## DATA PROVIDED
= = =
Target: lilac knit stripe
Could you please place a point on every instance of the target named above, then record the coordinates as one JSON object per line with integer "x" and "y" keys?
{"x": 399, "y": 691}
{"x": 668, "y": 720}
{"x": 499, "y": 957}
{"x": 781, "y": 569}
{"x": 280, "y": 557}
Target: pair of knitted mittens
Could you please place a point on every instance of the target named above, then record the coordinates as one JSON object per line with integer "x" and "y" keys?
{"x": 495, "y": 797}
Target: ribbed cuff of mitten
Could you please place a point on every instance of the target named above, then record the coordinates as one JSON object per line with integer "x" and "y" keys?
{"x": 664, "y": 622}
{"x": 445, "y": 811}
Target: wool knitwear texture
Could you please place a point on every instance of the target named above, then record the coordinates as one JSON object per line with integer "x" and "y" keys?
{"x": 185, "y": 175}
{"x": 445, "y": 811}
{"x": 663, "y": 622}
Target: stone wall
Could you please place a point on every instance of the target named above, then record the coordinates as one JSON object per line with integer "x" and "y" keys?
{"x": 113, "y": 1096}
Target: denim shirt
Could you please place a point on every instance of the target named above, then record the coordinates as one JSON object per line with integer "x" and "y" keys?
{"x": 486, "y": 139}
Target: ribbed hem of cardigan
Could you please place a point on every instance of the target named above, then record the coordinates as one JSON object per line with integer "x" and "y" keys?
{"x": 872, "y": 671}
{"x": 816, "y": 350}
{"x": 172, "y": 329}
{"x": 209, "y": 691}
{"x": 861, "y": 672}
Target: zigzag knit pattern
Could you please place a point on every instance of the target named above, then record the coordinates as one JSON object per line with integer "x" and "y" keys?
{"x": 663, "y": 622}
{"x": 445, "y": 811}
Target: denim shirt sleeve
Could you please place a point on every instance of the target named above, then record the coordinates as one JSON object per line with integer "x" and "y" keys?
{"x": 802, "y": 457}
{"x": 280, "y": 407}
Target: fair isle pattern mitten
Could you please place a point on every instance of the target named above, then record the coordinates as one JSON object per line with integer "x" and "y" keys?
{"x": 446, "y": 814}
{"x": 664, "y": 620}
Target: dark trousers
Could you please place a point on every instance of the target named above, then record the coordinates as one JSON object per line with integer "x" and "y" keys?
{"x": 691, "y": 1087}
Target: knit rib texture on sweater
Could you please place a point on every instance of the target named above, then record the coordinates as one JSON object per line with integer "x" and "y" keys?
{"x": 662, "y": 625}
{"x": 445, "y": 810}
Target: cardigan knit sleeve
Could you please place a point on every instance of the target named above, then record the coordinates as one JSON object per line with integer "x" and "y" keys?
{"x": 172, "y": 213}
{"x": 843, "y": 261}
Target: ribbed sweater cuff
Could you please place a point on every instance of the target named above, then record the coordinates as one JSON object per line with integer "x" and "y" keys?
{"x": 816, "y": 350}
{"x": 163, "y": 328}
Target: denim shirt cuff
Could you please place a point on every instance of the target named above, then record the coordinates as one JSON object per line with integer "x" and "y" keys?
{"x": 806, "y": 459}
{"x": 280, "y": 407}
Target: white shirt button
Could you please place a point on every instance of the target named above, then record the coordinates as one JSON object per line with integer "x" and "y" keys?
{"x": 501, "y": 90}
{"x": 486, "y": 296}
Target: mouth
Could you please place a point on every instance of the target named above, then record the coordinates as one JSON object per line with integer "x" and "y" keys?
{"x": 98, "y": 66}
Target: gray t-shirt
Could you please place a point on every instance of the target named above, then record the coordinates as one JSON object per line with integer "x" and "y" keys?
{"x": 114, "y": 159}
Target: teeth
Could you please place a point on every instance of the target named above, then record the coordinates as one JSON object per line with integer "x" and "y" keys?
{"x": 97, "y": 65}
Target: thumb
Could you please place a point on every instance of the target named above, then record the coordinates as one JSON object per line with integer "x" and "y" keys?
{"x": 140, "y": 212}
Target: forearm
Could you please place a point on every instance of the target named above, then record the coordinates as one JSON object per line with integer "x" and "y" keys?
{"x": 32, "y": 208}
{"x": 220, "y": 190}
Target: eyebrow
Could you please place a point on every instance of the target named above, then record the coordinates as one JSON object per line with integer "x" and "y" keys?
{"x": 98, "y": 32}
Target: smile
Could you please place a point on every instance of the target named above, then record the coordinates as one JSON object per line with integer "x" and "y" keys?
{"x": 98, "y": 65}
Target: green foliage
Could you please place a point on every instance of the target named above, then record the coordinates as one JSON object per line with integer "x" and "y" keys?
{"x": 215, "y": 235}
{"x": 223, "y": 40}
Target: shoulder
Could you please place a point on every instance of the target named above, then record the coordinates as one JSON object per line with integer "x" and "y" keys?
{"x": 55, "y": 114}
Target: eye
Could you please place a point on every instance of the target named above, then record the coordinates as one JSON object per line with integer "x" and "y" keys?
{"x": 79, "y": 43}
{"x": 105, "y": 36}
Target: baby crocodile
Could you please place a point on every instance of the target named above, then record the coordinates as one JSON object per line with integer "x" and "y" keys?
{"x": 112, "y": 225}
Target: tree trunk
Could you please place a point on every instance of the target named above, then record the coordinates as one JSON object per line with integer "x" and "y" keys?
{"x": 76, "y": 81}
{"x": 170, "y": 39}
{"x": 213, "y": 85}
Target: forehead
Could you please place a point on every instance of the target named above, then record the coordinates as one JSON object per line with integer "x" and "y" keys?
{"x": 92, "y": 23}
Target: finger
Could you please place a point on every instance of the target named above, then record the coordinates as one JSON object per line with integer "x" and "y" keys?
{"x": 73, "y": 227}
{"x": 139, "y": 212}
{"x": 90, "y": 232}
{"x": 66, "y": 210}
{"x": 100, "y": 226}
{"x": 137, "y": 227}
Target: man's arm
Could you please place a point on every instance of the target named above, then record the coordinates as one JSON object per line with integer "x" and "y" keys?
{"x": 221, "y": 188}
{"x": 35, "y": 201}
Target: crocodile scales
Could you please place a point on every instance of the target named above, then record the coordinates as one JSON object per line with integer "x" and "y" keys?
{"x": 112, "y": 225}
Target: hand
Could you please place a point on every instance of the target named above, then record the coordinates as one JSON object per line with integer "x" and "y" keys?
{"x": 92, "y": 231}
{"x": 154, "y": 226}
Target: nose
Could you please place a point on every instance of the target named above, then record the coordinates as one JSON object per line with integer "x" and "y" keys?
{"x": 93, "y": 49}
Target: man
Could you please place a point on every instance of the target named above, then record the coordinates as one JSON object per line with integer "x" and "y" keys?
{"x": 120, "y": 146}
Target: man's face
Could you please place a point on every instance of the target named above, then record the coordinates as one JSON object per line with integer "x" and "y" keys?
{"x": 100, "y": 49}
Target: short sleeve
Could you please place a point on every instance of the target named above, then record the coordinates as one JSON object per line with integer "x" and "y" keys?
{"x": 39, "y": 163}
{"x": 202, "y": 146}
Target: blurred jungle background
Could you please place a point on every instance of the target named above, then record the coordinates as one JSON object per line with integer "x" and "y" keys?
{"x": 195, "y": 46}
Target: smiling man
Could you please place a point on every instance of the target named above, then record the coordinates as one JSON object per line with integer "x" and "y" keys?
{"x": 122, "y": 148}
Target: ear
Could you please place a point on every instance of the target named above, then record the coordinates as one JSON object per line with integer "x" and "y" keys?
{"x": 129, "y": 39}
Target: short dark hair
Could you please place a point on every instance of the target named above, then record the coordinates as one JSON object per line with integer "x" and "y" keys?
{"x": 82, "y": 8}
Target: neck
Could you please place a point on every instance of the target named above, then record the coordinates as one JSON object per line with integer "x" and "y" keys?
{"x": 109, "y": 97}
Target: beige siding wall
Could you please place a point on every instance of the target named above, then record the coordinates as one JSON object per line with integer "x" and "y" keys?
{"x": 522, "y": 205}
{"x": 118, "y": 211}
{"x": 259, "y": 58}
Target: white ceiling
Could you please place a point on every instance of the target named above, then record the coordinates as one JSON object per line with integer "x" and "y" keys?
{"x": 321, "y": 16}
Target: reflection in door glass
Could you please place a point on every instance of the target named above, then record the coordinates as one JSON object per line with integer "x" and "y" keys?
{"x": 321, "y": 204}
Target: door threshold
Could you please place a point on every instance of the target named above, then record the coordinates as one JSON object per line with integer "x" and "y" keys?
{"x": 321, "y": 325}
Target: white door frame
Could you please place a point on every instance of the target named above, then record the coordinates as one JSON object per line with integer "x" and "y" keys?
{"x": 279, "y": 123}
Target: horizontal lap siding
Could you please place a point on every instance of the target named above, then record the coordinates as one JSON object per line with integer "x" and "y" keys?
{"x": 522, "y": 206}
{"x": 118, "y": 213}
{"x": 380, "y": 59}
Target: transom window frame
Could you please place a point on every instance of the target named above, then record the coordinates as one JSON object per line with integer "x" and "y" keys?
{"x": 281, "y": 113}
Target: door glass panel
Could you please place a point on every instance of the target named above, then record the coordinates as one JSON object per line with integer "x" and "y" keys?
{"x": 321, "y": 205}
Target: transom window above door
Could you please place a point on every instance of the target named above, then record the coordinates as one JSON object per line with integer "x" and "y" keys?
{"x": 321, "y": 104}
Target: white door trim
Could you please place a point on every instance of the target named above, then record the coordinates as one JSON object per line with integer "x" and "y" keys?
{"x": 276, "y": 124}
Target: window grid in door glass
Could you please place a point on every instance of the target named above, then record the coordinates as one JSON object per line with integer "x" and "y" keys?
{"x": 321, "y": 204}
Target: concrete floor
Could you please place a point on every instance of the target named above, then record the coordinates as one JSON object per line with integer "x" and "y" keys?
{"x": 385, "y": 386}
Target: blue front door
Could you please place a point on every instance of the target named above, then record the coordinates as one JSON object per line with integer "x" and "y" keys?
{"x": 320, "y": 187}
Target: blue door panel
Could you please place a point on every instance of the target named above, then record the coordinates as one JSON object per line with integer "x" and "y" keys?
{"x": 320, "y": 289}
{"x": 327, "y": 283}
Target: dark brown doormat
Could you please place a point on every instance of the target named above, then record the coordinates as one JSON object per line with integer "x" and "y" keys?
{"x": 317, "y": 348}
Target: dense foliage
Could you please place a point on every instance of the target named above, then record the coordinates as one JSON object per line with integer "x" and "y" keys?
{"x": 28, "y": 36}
= = =
Find the line that contains "Target: concrete floor" in the listing above. Retype it and every line after it up to the last, exactly, and nothing else.

Target: concrete floor
Could you please place a point on every instance of the target named above, then record the coordinates as one JSON object per line with integer "x" and "y" keys?
{"x": 385, "y": 386}
Target: blue front door
Could you please place a point on every instance of the target named above, then record the coordinates as one JSON object per line with integer "x" and "y" keys?
{"x": 320, "y": 187}
Target: blue door panel
Could you please place a point on every instance of the target named above, then record the coordinates as one JSON object per line with integer "x" and "y" keys?
{"x": 320, "y": 289}
{"x": 327, "y": 283}
Target: dark brown doormat
Could you please place a point on every instance of the target named above, then record the coordinates as one JSON object per line with integer "x" and "y" keys?
{"x": 317, "y": 348}
Target: dense foliage
Could you please place a point on every instance of the target named above, then record the coordinates as one JSON object per line with integer "x" and "y" keys?
{"x": 28, "y": 36}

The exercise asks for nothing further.